» What you have to do: Copy the rows below, changing each "outline" to "boundary" and keeping everything else the same.

» Records supplied:
+++++

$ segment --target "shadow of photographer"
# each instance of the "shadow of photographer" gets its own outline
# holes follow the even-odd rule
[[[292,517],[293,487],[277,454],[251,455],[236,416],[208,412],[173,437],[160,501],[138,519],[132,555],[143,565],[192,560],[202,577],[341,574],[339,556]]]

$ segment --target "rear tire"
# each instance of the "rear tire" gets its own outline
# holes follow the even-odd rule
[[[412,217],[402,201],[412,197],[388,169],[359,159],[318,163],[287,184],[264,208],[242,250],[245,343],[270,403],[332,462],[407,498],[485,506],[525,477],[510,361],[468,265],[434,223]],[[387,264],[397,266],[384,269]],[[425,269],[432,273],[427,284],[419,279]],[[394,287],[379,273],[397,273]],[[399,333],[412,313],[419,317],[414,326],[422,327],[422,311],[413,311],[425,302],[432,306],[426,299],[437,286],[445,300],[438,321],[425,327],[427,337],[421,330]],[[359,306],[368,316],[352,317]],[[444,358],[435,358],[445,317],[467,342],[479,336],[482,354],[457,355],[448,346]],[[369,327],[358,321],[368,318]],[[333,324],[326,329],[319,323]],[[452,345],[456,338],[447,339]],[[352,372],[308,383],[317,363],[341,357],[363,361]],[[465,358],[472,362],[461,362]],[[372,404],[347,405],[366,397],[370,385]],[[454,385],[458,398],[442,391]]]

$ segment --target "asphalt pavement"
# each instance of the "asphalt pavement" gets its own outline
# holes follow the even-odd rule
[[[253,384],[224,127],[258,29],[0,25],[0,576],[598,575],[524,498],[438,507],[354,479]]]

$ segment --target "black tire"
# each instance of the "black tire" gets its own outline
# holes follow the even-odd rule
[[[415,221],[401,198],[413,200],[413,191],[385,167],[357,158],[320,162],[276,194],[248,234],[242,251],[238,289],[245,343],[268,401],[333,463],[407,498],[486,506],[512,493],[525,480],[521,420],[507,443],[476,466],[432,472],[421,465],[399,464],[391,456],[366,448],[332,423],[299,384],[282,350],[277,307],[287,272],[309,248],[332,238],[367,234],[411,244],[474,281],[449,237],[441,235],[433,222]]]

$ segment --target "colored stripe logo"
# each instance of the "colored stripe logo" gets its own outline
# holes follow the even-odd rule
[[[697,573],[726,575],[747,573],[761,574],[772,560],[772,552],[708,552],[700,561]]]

+++++

» Result:
$ segment --target "shadow of photographer"
# each instance of the "shadow of photographer" gets its own boundary
# holes follow the even-odd rule
[[[292,517],[293,487],[277,454],[251,455],[236,416],[208,412],[173,437],[160,501],[138,519],[132,555],[143,565],[192,560],[202,577],[341,574],[339,556]]]

$ segment --target "rear tire"
# each instance of the "rear tire" gets its own boundary
# holes follow the even-odd rule
[[[412,217],[402,201],[412,197],[388,169],[359,159],[318,163],[287,184],[264,208],[242,250],[245,343],[270,403],[332,462],[407,498],[485,506],[525,477],[510,361],[468,265],[434,223]],[[387,264],[397,266],[384,269]],[[425,269],[432,273],[427,284],[419,279]],[[394,287],[379,273],[397,273]],[[399,333],[412,313],[419,317],[414,326],[422,327],[422,311],[413,311],[425,302],[432,306],[426,299],[437,286],[445,300],[438,321],[425,327],[427,337],[421,330]],[[359,306],[368,316],[352,317]],[[444,358],[435,358],[445,317],[467,342],[479,336],[482,354],[457,355],[448,346]],[[369,327],[358,321],[368,318]],[[333,324],[326,329],[319,323]],[[452,345],[456,338],[447,339]],[[352,372],[308,383],[317,363],[341,357],[363,361]],[[465,358],[472,362],[461,362]],[[372,404],[347,405],[366,397],[370,385]],[[454,385],[458,398],[442,391]]]

$ segment --target "asphalt pavement"
# each instance of the "asphalt pavement" gets its own boundary
# holes follow the even-odd rule
[[[253,384],[224,127],[258,29],[0,25],[0,576],[598,575],[524,498],[438,507],[354,479]]]

$ segment --target "black tire"
# each instance of the "black tire" gets its own boundary
# holes follow the even-odd rule
[[[415,221],[401,198],[413,200],[413,191],[385,167],[357,158],[320,162],[276,194],[248,234],[242,251],[238,289],[245,343],[268,401],[333,463],[407,498],[486,506],[512,493],[525,480],[521,420],[507,443],[476,466],[432,472],[421,465],[399,464],[391,456],[366,448],[332,423],[299,384],[282,350],[277,307],[287,272],[309,248],[332,238],[367,234],[411,244],[474,281],[449,237],[441,235],[433,222]]]

$ segment --target "colored stripe logo"
# each instance of the "colored stripe logo" gets its own boundary
# holes follow the even-odd rule
[[[697,573],[726,575],[747,573],[761,574],[772,560],[772,552],[708,552],[700,561]]]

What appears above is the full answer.